:: Input for this task ::
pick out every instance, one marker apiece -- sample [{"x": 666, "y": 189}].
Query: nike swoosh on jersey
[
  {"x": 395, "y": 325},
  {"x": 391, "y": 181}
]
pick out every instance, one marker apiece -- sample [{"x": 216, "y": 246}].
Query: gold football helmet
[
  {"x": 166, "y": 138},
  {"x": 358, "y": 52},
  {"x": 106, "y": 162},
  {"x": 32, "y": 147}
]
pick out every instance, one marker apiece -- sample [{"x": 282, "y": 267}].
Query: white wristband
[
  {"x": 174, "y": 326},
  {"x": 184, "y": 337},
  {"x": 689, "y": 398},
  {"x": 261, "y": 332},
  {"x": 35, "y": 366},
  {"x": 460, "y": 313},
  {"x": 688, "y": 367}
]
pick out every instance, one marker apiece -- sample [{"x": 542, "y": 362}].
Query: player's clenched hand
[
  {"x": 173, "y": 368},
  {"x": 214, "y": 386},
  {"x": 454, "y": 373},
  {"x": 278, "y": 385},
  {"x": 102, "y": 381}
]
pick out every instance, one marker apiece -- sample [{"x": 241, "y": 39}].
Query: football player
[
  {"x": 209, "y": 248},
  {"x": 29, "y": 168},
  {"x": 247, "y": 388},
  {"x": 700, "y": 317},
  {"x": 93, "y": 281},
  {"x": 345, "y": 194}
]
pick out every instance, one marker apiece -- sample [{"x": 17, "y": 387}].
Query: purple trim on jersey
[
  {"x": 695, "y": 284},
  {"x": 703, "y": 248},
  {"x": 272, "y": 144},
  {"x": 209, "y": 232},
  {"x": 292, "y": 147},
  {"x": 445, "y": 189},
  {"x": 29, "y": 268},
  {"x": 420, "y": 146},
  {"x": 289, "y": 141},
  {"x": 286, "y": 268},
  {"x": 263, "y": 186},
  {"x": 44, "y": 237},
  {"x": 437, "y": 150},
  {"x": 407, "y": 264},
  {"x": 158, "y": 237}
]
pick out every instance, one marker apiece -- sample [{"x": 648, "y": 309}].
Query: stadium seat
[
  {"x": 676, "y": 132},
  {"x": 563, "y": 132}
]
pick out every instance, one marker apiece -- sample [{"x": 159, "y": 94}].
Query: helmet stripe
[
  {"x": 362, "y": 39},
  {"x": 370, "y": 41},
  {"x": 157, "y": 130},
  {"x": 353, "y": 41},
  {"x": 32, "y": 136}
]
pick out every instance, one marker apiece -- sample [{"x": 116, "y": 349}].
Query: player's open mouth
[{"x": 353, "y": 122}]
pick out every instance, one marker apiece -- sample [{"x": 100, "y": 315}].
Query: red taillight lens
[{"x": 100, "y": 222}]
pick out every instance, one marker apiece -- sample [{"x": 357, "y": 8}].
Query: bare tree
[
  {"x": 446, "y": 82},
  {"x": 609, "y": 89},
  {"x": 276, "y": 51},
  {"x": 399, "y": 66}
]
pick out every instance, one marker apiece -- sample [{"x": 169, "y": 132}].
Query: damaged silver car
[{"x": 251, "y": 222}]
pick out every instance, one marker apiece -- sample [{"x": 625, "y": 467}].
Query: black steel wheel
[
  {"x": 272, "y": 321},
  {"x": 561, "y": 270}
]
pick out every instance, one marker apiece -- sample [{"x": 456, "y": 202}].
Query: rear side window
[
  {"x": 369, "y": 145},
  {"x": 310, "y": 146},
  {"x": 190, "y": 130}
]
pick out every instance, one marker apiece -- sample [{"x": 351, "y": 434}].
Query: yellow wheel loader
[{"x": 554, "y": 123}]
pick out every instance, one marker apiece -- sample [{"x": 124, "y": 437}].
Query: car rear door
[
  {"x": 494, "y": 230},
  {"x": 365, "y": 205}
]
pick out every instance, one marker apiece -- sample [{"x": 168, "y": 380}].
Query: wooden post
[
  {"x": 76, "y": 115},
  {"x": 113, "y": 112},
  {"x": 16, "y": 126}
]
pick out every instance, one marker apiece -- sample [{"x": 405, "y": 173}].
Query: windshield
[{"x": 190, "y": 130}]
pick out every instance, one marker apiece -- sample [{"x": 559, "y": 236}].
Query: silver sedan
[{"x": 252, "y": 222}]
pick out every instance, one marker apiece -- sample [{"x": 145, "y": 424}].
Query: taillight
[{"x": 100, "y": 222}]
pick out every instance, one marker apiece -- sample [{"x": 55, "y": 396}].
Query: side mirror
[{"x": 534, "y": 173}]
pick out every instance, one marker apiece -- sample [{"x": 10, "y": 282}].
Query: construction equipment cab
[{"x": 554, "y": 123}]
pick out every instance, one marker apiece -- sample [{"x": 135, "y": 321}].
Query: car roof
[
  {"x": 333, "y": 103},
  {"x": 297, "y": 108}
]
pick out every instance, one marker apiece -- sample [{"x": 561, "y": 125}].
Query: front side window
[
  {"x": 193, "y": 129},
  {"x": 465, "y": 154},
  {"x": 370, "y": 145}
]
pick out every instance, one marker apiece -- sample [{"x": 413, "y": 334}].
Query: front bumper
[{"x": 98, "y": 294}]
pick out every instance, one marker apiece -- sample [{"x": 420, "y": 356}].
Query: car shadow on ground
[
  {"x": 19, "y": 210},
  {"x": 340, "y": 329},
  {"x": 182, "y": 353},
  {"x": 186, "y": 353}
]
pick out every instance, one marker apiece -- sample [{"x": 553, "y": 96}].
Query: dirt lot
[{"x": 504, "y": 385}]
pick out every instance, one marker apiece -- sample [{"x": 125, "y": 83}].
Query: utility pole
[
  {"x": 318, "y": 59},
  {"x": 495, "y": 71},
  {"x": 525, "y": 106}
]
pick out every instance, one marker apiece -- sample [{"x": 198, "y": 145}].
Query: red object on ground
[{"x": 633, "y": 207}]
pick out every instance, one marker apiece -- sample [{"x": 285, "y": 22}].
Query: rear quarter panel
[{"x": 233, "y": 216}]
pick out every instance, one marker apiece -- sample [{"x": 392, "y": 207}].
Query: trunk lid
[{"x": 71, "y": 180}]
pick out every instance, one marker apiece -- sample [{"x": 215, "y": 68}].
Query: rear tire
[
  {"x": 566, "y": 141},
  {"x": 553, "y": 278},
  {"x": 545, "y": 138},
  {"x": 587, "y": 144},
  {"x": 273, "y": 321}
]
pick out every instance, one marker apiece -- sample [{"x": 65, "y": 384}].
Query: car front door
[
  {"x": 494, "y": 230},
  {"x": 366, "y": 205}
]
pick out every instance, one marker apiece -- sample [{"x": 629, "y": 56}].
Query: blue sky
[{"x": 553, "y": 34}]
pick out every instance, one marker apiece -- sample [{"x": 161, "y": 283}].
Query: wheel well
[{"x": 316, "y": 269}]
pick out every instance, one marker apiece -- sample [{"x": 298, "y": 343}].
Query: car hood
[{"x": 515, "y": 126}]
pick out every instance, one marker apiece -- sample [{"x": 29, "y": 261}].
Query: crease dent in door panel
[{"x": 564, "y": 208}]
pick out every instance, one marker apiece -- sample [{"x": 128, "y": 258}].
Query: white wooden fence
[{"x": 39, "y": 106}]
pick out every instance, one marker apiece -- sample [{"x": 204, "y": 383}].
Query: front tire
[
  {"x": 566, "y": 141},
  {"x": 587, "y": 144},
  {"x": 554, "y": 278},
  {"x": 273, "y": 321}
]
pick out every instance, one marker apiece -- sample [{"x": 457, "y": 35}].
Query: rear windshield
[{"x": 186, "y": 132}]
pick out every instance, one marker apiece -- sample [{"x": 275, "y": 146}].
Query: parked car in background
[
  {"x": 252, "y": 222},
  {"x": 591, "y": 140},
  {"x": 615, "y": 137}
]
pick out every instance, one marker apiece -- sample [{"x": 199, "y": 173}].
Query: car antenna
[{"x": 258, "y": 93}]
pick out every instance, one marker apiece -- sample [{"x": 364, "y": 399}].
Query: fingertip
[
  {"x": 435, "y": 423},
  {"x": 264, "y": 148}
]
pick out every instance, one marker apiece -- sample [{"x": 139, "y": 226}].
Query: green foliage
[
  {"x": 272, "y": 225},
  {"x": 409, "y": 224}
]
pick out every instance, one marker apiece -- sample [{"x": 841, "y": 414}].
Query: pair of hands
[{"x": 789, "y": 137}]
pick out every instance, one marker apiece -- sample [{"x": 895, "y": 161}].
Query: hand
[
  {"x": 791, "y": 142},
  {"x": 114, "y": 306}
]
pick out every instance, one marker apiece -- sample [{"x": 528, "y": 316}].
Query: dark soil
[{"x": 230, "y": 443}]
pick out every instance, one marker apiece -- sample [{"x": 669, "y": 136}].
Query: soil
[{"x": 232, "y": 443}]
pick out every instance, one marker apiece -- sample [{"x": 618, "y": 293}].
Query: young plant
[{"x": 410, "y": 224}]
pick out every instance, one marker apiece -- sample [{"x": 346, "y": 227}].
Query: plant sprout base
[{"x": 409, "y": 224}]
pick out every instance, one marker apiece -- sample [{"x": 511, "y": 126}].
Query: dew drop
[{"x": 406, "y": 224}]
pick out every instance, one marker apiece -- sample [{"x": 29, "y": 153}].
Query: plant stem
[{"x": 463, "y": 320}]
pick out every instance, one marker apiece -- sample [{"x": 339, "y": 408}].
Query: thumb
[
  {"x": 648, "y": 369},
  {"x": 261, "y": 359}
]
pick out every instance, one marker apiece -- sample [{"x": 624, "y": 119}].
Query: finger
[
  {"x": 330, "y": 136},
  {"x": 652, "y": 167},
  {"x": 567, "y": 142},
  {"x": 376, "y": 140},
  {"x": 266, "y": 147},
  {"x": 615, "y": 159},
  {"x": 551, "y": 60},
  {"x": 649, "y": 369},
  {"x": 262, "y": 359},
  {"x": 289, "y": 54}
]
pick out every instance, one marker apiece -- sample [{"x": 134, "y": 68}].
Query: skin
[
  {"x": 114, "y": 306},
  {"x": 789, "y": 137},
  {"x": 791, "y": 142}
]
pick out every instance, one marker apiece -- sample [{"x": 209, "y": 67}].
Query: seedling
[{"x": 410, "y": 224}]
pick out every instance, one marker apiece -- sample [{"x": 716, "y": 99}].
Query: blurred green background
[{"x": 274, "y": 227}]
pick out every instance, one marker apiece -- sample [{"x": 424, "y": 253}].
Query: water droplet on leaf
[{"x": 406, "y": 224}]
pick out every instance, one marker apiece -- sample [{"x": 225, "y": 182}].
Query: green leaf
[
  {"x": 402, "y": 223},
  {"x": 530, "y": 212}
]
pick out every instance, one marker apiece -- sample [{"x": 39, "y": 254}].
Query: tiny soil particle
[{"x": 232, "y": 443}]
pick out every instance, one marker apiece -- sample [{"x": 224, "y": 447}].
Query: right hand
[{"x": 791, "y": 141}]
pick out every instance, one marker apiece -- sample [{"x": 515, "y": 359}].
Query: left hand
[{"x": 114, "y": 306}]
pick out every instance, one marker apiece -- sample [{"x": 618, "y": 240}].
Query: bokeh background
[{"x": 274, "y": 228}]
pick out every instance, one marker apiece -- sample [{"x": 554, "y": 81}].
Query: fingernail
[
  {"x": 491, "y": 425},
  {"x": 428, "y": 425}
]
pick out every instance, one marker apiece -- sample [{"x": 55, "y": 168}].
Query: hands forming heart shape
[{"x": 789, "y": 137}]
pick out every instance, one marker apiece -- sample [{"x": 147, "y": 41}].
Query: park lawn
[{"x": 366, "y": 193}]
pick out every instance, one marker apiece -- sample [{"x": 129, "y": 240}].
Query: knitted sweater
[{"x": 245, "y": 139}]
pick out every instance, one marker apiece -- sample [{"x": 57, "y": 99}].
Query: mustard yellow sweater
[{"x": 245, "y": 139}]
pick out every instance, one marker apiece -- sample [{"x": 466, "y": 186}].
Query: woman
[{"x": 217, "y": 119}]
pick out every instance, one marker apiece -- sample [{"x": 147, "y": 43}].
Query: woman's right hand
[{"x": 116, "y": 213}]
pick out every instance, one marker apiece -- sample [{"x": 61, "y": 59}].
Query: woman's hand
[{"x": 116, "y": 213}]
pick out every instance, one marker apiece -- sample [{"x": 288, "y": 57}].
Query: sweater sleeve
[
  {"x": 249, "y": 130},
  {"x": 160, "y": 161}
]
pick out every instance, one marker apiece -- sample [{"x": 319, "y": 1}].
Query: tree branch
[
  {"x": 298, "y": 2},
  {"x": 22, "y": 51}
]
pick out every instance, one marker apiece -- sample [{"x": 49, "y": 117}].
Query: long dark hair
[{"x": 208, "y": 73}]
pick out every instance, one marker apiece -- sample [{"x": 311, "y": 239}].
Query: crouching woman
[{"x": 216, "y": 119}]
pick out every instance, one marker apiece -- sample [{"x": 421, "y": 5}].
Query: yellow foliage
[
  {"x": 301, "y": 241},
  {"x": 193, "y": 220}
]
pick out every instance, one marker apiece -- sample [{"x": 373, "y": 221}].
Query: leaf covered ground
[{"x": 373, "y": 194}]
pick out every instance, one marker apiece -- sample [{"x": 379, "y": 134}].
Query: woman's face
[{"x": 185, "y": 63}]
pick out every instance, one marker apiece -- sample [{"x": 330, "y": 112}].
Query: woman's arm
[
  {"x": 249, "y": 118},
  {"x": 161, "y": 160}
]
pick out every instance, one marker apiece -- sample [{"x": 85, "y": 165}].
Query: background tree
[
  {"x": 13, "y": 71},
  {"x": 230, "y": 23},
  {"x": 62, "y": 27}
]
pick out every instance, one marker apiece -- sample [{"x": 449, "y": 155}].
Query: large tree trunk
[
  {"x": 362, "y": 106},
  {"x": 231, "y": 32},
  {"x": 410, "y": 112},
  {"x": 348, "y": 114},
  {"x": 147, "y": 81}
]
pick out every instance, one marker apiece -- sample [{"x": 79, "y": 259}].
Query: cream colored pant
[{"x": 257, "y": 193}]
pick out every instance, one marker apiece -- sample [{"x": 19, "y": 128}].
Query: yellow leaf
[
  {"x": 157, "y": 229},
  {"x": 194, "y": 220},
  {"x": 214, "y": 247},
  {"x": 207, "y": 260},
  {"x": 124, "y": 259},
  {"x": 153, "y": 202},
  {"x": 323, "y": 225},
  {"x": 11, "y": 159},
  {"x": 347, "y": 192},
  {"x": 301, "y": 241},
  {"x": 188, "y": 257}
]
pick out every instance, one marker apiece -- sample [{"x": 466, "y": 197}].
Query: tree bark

:: What to produce ::
Collect every line of the material above that contains the word "wooden", and copy each one in full.

:: Reply to the exercise ::
Query: wooden post
Query: white wooden fence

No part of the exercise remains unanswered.